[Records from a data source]
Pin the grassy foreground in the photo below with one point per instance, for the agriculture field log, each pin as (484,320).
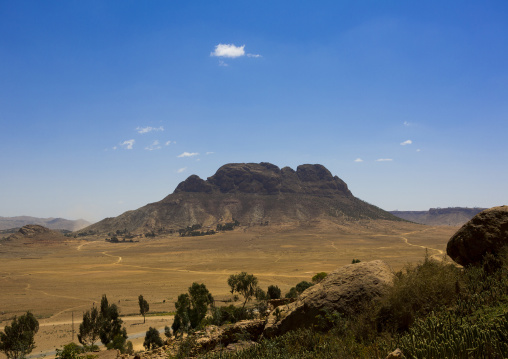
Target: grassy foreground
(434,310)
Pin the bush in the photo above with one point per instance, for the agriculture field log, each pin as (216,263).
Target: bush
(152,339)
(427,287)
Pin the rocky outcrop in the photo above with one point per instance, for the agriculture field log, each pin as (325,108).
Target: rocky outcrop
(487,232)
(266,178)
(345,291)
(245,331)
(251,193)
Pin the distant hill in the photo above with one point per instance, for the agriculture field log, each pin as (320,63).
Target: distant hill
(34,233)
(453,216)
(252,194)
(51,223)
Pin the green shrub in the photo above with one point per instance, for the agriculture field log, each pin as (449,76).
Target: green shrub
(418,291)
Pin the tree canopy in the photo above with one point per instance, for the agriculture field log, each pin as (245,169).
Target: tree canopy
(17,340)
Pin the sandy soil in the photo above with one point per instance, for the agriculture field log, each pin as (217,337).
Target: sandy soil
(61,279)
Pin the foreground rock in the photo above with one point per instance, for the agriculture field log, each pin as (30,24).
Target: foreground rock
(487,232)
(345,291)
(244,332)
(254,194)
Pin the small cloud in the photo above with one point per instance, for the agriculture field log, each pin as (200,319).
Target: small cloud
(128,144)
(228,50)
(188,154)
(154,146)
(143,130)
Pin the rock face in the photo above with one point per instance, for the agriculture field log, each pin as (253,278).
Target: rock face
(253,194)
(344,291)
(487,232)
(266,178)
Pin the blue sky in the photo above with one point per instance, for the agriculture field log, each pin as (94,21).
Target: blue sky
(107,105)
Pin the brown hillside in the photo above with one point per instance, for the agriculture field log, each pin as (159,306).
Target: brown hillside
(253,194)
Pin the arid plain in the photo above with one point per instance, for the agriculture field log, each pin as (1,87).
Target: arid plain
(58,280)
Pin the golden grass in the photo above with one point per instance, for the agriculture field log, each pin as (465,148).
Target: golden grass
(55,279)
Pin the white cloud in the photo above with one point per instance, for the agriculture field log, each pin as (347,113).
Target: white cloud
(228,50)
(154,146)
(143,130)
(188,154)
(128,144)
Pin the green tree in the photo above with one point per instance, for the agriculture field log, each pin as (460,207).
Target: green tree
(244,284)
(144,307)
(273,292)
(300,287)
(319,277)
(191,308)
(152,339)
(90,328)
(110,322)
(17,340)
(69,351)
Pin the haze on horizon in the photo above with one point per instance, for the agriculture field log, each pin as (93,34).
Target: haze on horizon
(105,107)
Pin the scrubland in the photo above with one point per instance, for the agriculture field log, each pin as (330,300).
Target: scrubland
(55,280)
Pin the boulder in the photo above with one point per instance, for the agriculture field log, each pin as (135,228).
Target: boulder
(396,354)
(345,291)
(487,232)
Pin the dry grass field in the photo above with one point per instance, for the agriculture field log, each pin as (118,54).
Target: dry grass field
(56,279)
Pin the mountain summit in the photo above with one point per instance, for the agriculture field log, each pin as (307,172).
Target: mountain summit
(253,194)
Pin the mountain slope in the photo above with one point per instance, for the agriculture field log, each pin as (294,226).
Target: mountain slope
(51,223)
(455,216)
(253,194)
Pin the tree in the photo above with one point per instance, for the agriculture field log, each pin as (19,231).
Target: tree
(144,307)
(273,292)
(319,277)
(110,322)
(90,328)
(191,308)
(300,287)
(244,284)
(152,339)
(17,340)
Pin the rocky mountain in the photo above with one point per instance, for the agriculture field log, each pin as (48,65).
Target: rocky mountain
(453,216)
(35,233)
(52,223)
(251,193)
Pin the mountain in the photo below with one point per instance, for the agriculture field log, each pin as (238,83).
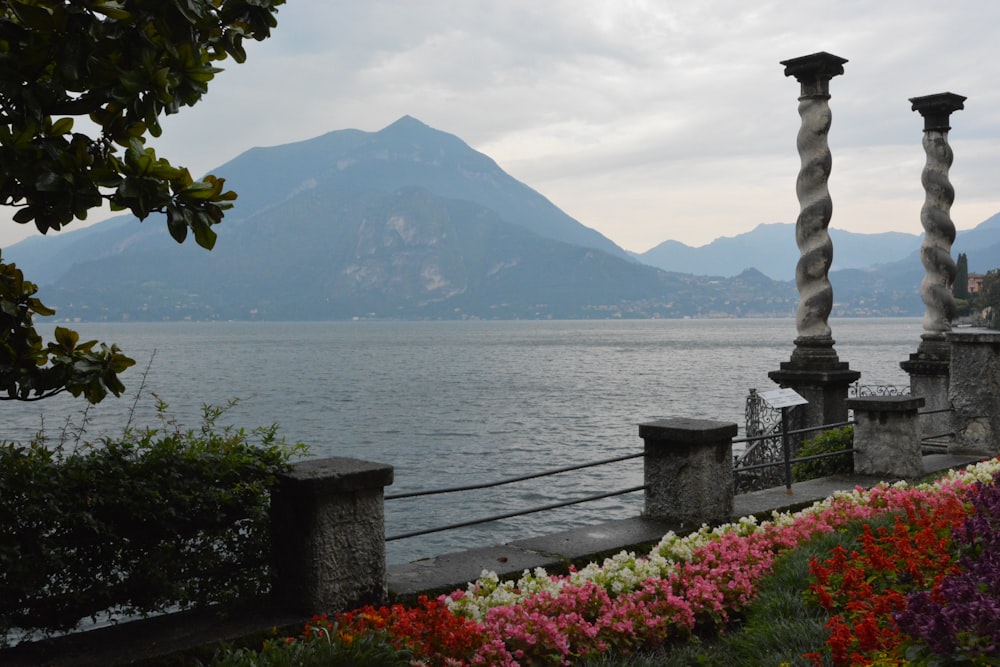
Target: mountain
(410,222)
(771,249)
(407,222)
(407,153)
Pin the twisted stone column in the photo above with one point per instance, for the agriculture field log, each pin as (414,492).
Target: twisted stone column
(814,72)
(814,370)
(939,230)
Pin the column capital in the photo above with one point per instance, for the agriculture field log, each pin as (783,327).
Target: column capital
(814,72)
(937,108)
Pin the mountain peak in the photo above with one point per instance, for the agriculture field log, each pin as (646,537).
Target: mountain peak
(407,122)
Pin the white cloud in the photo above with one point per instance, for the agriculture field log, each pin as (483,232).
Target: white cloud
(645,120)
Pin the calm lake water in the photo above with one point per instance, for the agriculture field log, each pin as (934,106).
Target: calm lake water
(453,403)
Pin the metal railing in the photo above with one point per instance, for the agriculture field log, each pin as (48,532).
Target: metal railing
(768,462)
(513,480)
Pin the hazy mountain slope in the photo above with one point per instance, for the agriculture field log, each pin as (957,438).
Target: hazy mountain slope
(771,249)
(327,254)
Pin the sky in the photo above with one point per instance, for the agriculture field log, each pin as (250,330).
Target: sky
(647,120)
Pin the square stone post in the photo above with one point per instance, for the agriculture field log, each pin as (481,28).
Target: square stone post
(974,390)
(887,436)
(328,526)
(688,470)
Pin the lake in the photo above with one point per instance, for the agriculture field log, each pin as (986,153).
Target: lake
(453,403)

# Aim:
Without including any picture, repeat the data exactly.

# Solved problem:
Pin the grassy foreground in the photo below with one point per instance, for the agriculture field log, each pin as (484,320).
Target: grassy foreground
(434,310)
Pin the bush in the photo above with one point per instance, for the agriculture field log, each pin as (216,263).
Target: bush
(152,339)
(427,287)
Pin the rocky outcrop in the photo above with one point per instance, for the agriculture field log, each pin as (325,108).
Target: rocky outcrop
(487,232)
(266,178)
(345,291)
(245,331)
(251,193)
Pin the distant hill in the photo above with one point per instance, for the agriculture field log, each pin as (320,63).
Target: distant hill
(34,233)
(453,216)
(252,194)
(51,223)
Pin the green shrub in the photo above with one point per instance, for the agriculture field log, each pin as (449,76).
Target: green shrub
(418,291)
Pin the tree canopy in the photo above with one point per instance, for the agriculture field log, each pin as (245,169).
Target: tree canopy
(17,340)
Pin the sandy soil in the photo above with one point per instance, for the agriculture field log, each pin as (217,337).
Target: sandy soil
(61,279)
Pin the foreground rock in the photo above with one point per instance, for the agriculture field log, each pin as (30,24).
Target: foreground rock
(487,232)
(345,291)
(244,332)
(254,194)
Pin the small cloud in the photo above with one point per instance, for the agriculture field log, each pin as (200,319).
Target: small cloud
(128,144)
(228,50)
(188,154)
(154,146)
(143,130)
Pin the rock face in the photo above with one point per instance, for the agriculture field log, each pin as (253,278).
Target: rock face
(253,194)
(344,291)
(487,232)
(266,178)
Pin the blue sky in the photo above with one point per instance, for the agriculture field log, each pin as (94,21).
Target: blue sky
(107,105)
Pin the brown hillside in the photo above with one point per instance, for the agriculture field log, each pin as (159,306).
Target: brown hillside
(253,194)
Pin the arid plain in the photo above with one point per instance, for the agriculture field log, each pin as (1,87).
Target: arid plain
(58,280)
Pin the golden grass in the photo above with one point per instance, for the agriculture field log, each pin as (465,148).
Target: golden grass
(55,279)
Pin the white cloud in the photo above with one point per instance, for the agriculture field log, each pin as (347,113).
Target: white cloud
(228,50)
(154,146)
(143,130)
(188,154)
(128,144)
Pin the green tree in the photo above with one point per instance, for the agriculture field log, each pin as (460,207).
Target: green tree
(244,284)
(144,307)
(273,292)
(300,287)
(319,277)
(191,308)
(152,339)
(90,328)
(110,322)
(17,340)
(69,351)
Pin the haze on horizon in the photo above with one point per instance, for the agriculture field log, each pin as (93,34).
Target: haze on horizon
(105,107)
Pin the scrubland in the photo above with one point per instance, for the agriculture field log, each pin as (330,300).
Target: scrubland
(55,280)
Pin the boulder in the photo above with one point per instance, for the agriculture field log, each pin as (135,228).
Target: boulder
(396,354)
(345,291)
(487,232)
Pin the dry grass field in the photo above with one point per instance, for the agriculture field log, each pin as (118,54).
Target: dry grass field
(56,279)
Pin the mountain summit in the photo above with one point per instance, for the agriculture field log, each pin as (307,172).
Target: mountain summit
(253,194)
Pin the mountain slope in the photo above with one point per instance, for the agriculture field log, each pin as (294,226).
Target: mountain slope
(51,223)
(455,216)
(253,194)
Pin the tree in the photo above with one point per instance, for the agriculture field log, each pin as (19,231).
Target: tree
(144,307)
(273,292)
(319,277)
(110,322)
(90,328)
(191,308)
(300,287)
(244,284)
(152,339)
(17,340)
Pin the rocky mountain in the photo above with one point per instance, for the agriculture field log, each pin as (48,65).
Target: rocky mountain
(453,216)
(35,233)
(52,223)
(251,193)
Pin the mountain in the photo below with one point per instance, for the agriculture field log, each pin as (238,83).
Target: mountain
(410,222)
(771,249)
(407,222)
(407,153)
Pin the twisted stone column in the photo above with one point per instance, for the agriculture field log, each pin as (414,492).
Target: twisted stone column
(814,72)
(814,370)
(939,230)
Pin the column capital in the photo above with one point per instance, for the agriculture field log, each pin as (783,327).
Target: column capital
(814,72)
(937,108)
Pin the mountain peak in the photo above with one point per instance, for the agriculture field log, each pin as (646,537).
Target: mountain peak
(407,122)
Pin the white cloud in the photo above with one point per instance, for the agriculture field log, each pin as (483,232).
Target: white cloud
(645,120)
Pin the calm lake water in the photo above with one point per instance, for the agriculture field log, each pin as (934,106).
Target: calm lake water
(453,403)
Pin the metal railing in the photo above with one point per instance, for the agriculture field log, each pin as (48,532).
Target: metal railing
(768,462)
(513,480)
Pin the hazy mountain slope in the photo above with one point per instance, for the agriculture field log, each pin as (957,438).
Target: hazy mountain slope
(771,249)
(327,254)
Pin the sky in the photo above with one point per instance, for the agriculture field log, each pin as (250,330).
Target: sky
(647,120)
Pin the square stone post in the photo above with one point per instance, for the agriculture field log, each pin as (481,28).
Target: square stone post
(974,390)
(887,436)
(328,526)
(688,470)
Pin the lake in the photo above with one point per instance, for the agriculture field log, each pin as (986,153).
Target: lake
(453,403)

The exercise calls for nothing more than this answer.